PROBLEM TO SOLVE
Retype, without any change, the first line of the records and every line after it through the one containing "pixel 1018 480".

::: RECORDS TO USE :::

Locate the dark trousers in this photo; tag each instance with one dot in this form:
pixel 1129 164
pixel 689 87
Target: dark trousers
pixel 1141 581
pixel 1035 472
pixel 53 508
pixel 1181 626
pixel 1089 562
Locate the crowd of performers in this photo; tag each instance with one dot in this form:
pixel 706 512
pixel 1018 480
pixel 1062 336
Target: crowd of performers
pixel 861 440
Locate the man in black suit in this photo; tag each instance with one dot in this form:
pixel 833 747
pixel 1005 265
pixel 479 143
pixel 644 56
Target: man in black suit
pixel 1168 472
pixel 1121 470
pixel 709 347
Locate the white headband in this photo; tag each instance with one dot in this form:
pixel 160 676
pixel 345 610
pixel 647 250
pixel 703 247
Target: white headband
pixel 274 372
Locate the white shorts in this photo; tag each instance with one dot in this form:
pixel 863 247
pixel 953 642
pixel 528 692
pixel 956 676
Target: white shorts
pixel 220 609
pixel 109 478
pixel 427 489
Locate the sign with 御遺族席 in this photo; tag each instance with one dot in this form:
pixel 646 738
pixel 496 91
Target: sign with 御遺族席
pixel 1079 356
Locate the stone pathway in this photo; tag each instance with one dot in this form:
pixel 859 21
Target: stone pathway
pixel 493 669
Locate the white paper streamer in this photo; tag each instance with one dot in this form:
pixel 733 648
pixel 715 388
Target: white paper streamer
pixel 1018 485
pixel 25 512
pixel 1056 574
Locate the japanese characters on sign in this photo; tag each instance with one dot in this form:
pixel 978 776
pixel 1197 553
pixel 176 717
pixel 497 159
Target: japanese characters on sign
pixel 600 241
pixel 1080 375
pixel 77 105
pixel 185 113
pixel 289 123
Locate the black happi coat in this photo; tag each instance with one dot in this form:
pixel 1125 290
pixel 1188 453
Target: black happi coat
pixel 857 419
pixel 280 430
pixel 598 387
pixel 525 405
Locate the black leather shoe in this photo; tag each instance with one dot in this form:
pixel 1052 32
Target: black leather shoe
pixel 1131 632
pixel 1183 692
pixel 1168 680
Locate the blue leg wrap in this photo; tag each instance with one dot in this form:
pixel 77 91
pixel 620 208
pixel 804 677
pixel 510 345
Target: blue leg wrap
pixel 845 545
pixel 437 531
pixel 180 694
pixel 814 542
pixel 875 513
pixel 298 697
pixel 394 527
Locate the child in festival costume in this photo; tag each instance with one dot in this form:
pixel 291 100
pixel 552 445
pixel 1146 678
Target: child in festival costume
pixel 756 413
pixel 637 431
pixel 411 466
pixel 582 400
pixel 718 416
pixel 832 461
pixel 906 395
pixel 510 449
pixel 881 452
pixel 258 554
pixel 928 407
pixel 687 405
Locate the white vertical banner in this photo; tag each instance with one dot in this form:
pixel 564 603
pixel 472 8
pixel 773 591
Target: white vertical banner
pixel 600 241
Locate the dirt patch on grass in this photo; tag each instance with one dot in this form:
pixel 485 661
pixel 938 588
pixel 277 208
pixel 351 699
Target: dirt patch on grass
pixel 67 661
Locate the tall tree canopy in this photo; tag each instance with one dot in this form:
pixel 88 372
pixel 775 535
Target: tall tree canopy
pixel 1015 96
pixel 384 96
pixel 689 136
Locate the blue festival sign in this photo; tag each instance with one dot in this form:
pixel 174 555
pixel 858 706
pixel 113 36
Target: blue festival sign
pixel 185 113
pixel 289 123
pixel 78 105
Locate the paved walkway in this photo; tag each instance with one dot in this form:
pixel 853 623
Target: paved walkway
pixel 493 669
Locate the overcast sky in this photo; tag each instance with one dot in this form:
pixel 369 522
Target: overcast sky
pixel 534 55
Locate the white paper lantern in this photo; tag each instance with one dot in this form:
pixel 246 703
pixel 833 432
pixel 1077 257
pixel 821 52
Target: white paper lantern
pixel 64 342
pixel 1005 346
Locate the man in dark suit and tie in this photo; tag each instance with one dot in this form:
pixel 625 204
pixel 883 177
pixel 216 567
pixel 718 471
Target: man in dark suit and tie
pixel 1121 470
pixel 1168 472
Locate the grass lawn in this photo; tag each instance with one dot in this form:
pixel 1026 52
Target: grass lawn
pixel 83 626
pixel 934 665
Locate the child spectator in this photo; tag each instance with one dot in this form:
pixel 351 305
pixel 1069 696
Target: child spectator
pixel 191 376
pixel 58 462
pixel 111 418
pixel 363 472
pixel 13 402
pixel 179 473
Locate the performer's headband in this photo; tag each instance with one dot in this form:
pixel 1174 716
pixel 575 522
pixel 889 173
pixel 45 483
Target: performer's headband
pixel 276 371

:::

ANSWER SECTION
Locate the dark trousers in this photo; tag each instance with one dot in this form:
pixel 1129 164
pixel 689 87
Target: dark trousers
pixel 1141 581
pixel 1035 472
pixel 53 508
pixel 1181 626
pixel 1089 562
Locate the crowd of performers in this photo; tag each instance with one dot in this form:
pixel 706 512
pixel 1018 480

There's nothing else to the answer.